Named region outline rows
■ ■ ■ ■ ■

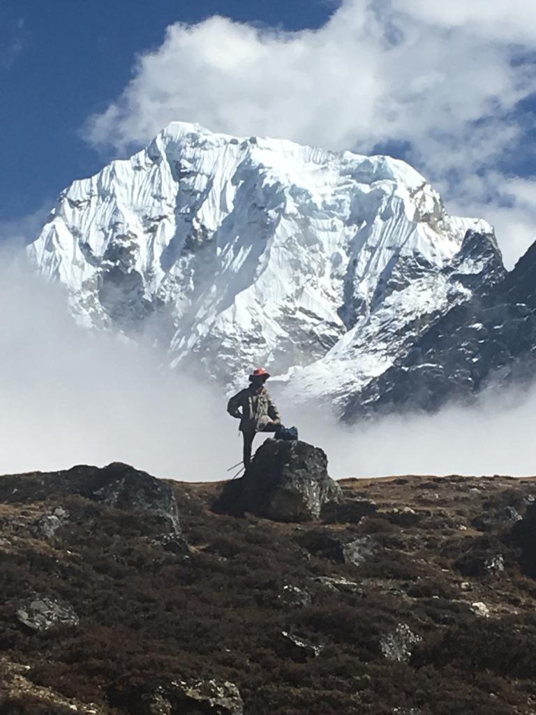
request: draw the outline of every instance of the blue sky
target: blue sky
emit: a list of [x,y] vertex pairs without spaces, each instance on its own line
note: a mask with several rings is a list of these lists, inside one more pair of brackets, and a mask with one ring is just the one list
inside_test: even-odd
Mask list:
[[527,0],[0,0],[0,238],[179,119],[405,158],[511,265],[536,237],[535,58]]
[[168,25],[221,14],[293,30],[322,25],[332,10],[317,0],[0,0],[0,221],[53,203],[114,155],[80,127]]

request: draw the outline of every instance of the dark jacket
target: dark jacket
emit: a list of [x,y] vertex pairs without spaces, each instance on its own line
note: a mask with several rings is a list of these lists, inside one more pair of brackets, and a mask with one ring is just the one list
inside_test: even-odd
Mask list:
[[251,388],[241,390],[229,400],[227,412],[232,417],[240,418],[239,429],[247,433],[254,434],[269,423],[280,421],[279,413],[266,388],[260,392]]

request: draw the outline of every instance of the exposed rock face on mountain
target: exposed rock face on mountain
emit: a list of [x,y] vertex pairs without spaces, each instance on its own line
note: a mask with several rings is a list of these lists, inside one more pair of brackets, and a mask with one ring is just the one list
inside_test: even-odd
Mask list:
[[28,252],[84,324],[339,411],[503,272],[491,227],[403,162],[180,123],[66,189]]
[[[535,479],[343,480],[337,523],[224,487],[0,477],[1,715],[535,712]],[[147,538],[177,516],[187,548]]]
[[267,440],[245,476],[229,483],[217,507],[275,521],[311,521],[342,500],[322,450],[298,440]]
[[492,290],[477,291],[425,331],[405,356],[355,393],[345,416],[434,410],[492,384],[536,375],[536,244]]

■ ■ ■ ■ ■

» Problem
Repeat the rows word for word, starting at the line with "request: draw the outline of every instance of the exposed" and continuing through the last line of the rows.

» Written answer
request: draw the outline of every instance of the exposed rock face on mountain
target: exposed rock face on mountain
emit: a list of [x,y] vertex pairs without spaces, each instance on its own line
note: a mask with several rings is a list of these lists, inside one more pair of brackets, and a mask with one ring is just the one list
inside_test: even-odd
Mask list:
[[28,252],[84,324],[339,411],[503,272],[491,227],[403,162],[180,123],[66,189]]
[[[535,479],[343,480],[337,523],[224,487],[0,477],[1,715],[535,712]],[[147,538],[177,516],[187,548]]]
[[267,440],[245,476],[229,483],[217,507],[275,521],[311,521],[342,500],[322,450],[298,440]]
[[492,290],[477,291],[425,331],[405,356],[355,393],[345,416],[434,410],[492,384],[536,375],[536,244]]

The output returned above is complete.